## PROVIDED PASSAGE
But given the huge number of asteroids in our solar system, it certainly won't be the last the close encounter.
The truth is, space is far from empty.
There are millions of asteroids tumbling around our solar system.
The majority orbit the sun in a band between Mars and Jupiter known as the asteroid belt.
And they're made of the same stuff as Earth and the other planets.
We can think of the asteroid belt as filled with all the debris that didn't quite manage to form a planet.
NARRATOR: Most asteroids remain safely out of the way, but a random collision or a planet's gravity can sometimes cause an asteroid to break from its usual path and begin a long fall inward towards the sun.
Some of them have been deflected into inner orbit-- orbits that cross the Earth's orbit-- and that can be on potential collision courses.
NARRATOR: In fact, meteors rain down on Earth all the time.
But most aren't very big-- the size of trash cans, or baseballs, or pebbles.
Every shooting star is a meteor burning to dust high in the atmosphere.
But every now and then a piece of one survives long enough to reach the ground.
Those fragments are called meteorites.
The Natural History Museum in London holds one of Europe's largest collections of priceless space rocks.
Caroline Smith studies them for the valuable clues they offer about the origin of our solar system and our planet.
Meteorites come in three different flavors-- stones, stony irons, or irons.
These two that I have here, these are called stony iron meteorites, and these are a mixture of rock and metal.
Because they've got so much metal in them, they are much heavier than a normal rock from Earth.
I mean that's a good sort of 12, 15 kilograms.
And this is an iron nickel meteorite.
And it's... you know, it's heavy.
This is about three times as heavy as the one that I've just shown you.
NARRATOR: To make the point that the meteorite is nearly pure metal, the museum has milled this solid knob out of its body.
SMITH: And that's actually showing that it's crystalline metal in here.
And because it's very dense, it does put into context the type of damage that you can get from something of that size.
NARRATOR: The most threatening space rocks are big and dense, made mostly of metal.
These stand the best chance of surviving the brutal searing of Earth's atmosphere...
So they can reach the surface and produce one of these.
This hole in the ground-- nearly a mile across-- is Meteor Crater in Arizona.
DAN DURDA: Meteor Crater was formed about 50,000 years ago when an iron meteorite slammed into the rock with most of its cosmic speed still intact at about 40,000 miles per hour.
The energy released in that impact was something on the order of ten megatons of TNT equivalent.

## INFORMATION SHOWN
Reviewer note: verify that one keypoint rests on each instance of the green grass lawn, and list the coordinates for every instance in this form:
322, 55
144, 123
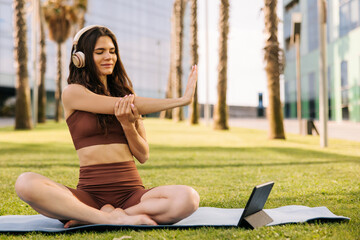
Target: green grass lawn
223, 166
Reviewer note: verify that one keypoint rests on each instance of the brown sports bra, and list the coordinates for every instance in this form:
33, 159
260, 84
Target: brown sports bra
86, 131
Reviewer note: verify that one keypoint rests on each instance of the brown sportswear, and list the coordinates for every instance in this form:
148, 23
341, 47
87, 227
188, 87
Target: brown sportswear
118, 184
86, 131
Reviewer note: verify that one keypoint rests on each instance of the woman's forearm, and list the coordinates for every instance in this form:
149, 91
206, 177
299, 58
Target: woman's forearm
152, 105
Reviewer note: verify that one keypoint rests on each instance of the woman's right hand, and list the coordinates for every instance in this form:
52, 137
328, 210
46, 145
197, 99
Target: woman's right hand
191, 85
125, 110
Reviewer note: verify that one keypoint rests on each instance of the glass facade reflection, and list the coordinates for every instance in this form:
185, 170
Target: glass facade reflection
343, 75
142, 28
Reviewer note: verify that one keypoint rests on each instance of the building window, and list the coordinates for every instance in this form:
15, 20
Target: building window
312, 96
287, 100
329, 92
349, 12
344, 91
312, 22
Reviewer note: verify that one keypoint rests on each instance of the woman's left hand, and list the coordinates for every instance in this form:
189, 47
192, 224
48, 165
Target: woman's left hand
125, 110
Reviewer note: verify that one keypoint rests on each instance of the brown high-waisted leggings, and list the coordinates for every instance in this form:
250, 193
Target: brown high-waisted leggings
118, 184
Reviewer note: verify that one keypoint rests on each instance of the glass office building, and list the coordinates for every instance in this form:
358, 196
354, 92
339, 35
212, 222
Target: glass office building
142, 28
343, 59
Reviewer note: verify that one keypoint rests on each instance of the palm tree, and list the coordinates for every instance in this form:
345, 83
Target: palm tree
80, 8
42, 70
22, 107
168, 113
194, 110
273, 70
169, 89
220, 109
60, 17
179, 7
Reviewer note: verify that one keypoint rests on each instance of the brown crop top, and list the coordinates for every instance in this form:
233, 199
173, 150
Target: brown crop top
86, 131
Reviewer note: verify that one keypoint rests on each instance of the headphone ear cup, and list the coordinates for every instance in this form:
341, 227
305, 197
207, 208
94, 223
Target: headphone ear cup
78, 59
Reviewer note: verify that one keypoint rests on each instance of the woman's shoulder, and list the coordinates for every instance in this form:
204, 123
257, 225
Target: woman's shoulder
73, 91
73, 87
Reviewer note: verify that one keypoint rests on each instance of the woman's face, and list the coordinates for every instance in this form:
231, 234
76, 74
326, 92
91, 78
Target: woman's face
104, 56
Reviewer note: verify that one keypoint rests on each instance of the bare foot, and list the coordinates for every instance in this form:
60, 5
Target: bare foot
119, 216
74, 223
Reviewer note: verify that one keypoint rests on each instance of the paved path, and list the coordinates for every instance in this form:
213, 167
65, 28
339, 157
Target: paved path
339, 130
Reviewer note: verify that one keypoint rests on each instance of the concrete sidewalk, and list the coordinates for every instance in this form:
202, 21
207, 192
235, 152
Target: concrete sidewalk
338, 130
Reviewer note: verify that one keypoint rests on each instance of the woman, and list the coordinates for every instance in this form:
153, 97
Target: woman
103, 116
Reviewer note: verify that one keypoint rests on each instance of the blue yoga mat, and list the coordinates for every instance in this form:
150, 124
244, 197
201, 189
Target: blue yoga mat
204, 216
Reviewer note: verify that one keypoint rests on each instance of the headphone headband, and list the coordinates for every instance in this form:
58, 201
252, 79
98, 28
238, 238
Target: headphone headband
82, 31
78, 57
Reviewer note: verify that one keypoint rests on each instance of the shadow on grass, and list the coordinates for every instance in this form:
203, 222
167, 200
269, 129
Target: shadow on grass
53, 154
246, 157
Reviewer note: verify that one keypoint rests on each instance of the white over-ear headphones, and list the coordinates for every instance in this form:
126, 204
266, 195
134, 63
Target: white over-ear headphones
78, 58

## TASK TO COMPLETE
According to the asteroid and meteorite transcript, where do most asteroids orbit the sun?

## WRITTEN SOLUTION
In a band between Mars and Jupiter known as the asteroid belt.